What this exercise asks
a - According to the comment on Mark Tooley's article, which group has supplanted the Methodists as the largest Protestant group today?
b - Please rewrite the comment on Mark Tooley's article starting at "First, a quibble." and ending at "a minor point.", substituting "nitpick" for "quibble".

Text passage
One comment on “Mark Tooley: A Tale of Two Churches

  1. New Reformation Advocate says:

    First, a quibble. Historically, Mark Tooley’s claim that the Episcopal and Methodist churches have been the most influential in America is wildly inaccurate. In colonial times, the big three were the Congregationalists, Presbyterians, and yes Anglicans, And the Baptists have supplanted the Methodists as the largest Protestant group today. But that’s a minor point.

    There are many interesting ways that the Wesleyan/Methodist offspring of Anglicanism have evolved a quite different religious culture and organizaztion than the mother church. For example, it’s often humorously or wryly noted that while Episcopal bishops get all dressed in fancy robes and can claim to be part of the historic apostolic succession and are regarded as bishops for life, it’s actually the Methodist bishops who wield far greater power (especially through their prerogative of appointing where all clergy serve). But it’s also highly significant that the UMC, unlike TEC or the AC as a whole, has an ecclesiastical supreme court that can hold wayward ministers, bishops, and whole conferences in check. In those ways, ironically, low church Methodism is closer to Catholic polity structures than the much more liturgical Episcopal Church is.

Dataset
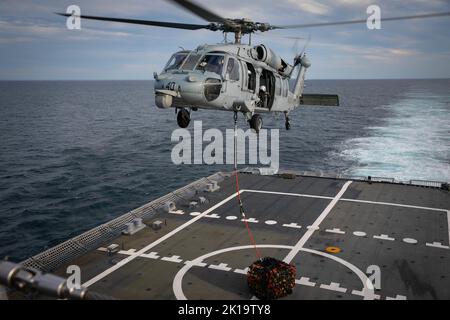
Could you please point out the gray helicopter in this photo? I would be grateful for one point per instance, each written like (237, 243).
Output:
(234, 76)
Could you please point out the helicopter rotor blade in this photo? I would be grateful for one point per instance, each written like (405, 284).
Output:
(200, 11)
(325, 24)
(164, 24)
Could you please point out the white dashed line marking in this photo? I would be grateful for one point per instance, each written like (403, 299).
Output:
(292, 225)
(221, 267)
(241, 271)
(436, 245)
(410, 240)
(175, 259)
(334, 286)
(214, 216)
(151, 255)
(127, 252)
(198, 264)
(361, 293)
(397, 297)
(335, 230)
(305, 282)
(384, 237)
(179, 212)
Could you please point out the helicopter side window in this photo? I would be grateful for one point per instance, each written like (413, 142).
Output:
(251, 75)
(176, 61)
(211, 63)
(278, 85)
(191, 62)
(285, 88)
(233, 69)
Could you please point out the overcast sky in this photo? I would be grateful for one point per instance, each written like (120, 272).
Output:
(35, 44)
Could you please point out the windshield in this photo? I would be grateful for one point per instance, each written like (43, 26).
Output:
(176, 61)
(211, 63)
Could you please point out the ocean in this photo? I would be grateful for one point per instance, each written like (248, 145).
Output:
(75, 154)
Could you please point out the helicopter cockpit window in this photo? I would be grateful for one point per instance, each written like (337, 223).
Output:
(176, 61)
(191, 62)
(233, 69)
(211, 63)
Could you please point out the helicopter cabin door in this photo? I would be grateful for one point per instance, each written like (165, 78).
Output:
(233, 78)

Solutions in order
a - The Baptists.

b -
First, a nitpick. Historically, Mark Tooley’s claim that the Episcopal and Methodist churches have been the most influential in America is wildly inaccurate. In colonial times, the big three were the Congregationalists, Presbyterians, and yes Anglicans, And the Baptists have supplanted the Methodists as the largest Protestant group today. But that’s a minor point.